Stored data:
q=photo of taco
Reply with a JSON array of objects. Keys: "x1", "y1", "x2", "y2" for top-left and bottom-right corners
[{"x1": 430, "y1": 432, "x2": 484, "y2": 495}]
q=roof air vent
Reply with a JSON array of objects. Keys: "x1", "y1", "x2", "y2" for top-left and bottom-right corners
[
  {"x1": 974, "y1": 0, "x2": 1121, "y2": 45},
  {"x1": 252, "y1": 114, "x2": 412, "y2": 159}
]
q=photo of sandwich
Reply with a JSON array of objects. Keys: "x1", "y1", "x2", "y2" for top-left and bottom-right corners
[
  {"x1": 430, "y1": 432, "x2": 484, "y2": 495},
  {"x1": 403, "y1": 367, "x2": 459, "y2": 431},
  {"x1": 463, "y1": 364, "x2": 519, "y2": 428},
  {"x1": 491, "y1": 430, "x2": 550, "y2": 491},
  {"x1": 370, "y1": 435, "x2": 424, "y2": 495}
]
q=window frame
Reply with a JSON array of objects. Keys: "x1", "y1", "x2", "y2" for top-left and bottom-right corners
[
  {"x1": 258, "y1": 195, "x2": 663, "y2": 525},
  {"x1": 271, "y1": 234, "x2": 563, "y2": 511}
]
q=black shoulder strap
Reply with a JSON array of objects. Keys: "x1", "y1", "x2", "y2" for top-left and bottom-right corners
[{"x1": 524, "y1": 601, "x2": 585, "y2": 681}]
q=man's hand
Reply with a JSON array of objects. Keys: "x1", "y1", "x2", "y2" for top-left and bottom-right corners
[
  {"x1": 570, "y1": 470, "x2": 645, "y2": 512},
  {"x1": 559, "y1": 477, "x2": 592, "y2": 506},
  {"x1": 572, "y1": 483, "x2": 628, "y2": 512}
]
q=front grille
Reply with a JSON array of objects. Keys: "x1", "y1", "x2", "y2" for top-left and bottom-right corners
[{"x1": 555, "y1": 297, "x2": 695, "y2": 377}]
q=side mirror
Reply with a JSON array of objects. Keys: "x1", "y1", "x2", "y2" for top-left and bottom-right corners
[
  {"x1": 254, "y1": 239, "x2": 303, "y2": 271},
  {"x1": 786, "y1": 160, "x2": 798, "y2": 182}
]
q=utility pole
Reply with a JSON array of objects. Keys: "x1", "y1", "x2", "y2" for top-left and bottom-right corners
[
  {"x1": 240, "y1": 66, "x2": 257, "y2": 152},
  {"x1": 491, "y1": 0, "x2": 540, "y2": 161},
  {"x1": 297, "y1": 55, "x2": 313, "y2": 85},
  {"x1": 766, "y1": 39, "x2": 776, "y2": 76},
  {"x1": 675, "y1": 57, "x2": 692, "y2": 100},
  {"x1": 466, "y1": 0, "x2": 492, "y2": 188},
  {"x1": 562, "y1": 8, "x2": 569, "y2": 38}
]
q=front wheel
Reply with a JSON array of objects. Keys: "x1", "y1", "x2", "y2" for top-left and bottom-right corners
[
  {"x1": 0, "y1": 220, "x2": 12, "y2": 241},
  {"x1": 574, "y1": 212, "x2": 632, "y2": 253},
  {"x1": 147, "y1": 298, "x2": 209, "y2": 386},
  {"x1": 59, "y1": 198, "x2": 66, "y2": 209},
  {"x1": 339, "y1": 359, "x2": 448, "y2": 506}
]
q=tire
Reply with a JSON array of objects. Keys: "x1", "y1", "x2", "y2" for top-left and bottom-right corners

- [Activity]
Please return exactly the lines from the one containing "q=front wheel" through the end of the entries above, adding no other line.

- [Task answer]
q=front wheel
Reply with a JSON array of objects. Keys: "x1", "y1", "x2", "y2" for top-left and bottom-right corners
[
  {"x1": 0, "y1": 220, "x2": 12, "y2": 241},
  {"x1": 574, "y1": 212, "x2": 632, "y2": 253},
  {"x1": 147, "y1": 298, "x2": 209, "y2": 386},
  {"x1": 59, "y1": 198, "x2": 66, "y2": 209},
  {"x1": 339, "y1": 359, "x2": 448, "y2": 506}
]
q=tire
Reply with a JSON array of objects. Keys: "x1", "y1", "x2", "y2" for top-left and bottom-right corners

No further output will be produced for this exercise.